-- ASSIGNMENT --
Only the pictures should be left out; repeat the rest of the data exactly.

● ● ●

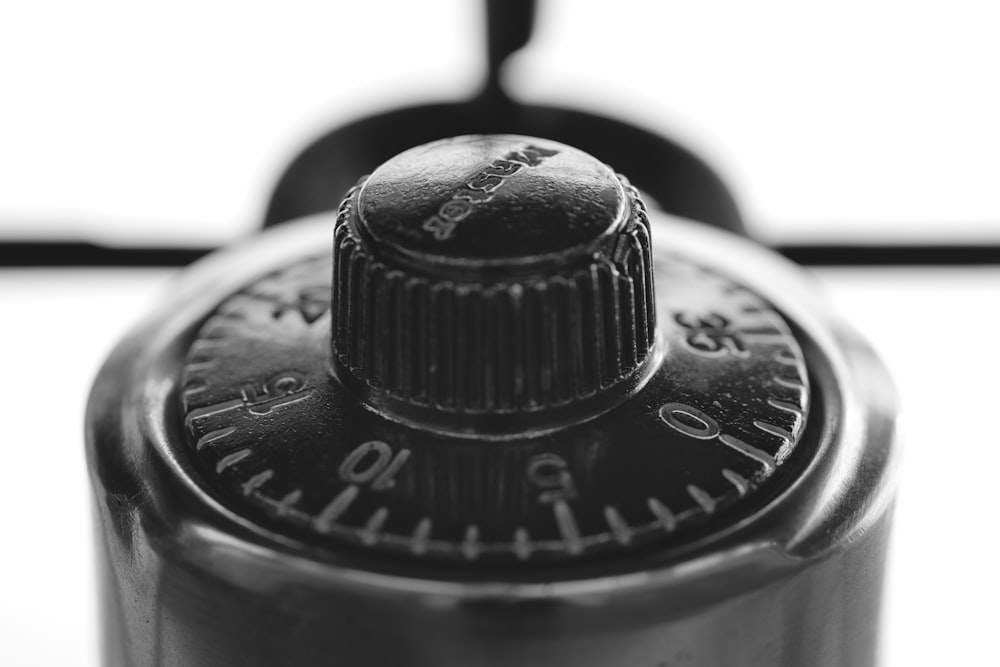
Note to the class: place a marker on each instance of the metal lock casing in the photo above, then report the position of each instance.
(192, 576)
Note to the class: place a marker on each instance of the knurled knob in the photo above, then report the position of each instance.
(491, 275)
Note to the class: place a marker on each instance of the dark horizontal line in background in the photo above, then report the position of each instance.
(69, 254)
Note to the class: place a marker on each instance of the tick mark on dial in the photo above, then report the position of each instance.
(257, 481)
(470, 544)
(231, 459)
(789, 384)
(620, 529)
(568, 529)
(702, 497)
(662, 514)
(421, 537)
(214, 436)
(737, 480)
(758, 455)
(522, 544)
(786, 438)
(786, 406)
(335, 508)
(288, 501)
(370, 533)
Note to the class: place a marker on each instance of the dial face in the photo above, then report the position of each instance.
(277, 440)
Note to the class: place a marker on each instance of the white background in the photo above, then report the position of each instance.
(121, 120)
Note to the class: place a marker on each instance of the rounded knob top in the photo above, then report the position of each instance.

● ● ●

-- RESPONSE AREA --
Note to the class: place a marker on each instance of the metal lock casing in the photo above, then report the position of each instance.
(192, 576)
Note to the class: place a marker on each instance of the knurled knob in the photo above, then report the position of each instance.
(491, 275)
Note to the class: place a marker on each instance of the dark horizontal line in background in the photo above, then report the position of each instance.
(69, 254)
Note to the class: place a marker on each instance of the tick mark on dial in the photo above, then report the position of each instance.
(257, 481)
(470, 544)
(231, 459)
(789, 384)
(620, 529)
(568, 529)
(702, 497)
(662, 514)
(421, 537)
(214, 436)
(737, 480)
(758, 455)
(522, 544)
(786, 438)
(786, 406)
(335, 508)
(288, 501)
(370, 533)
Note to the class: place a marker on each instance of the dial face in the photo above, then report the position of each instance.
(277, 440)
Note to the class: place a marker on each instance of the white background in the photo above, then report the position of each instance.
(121, 120)
Note to the class: place a marker on each instance of the rounded knob top in the photo above, then report the position of each instance.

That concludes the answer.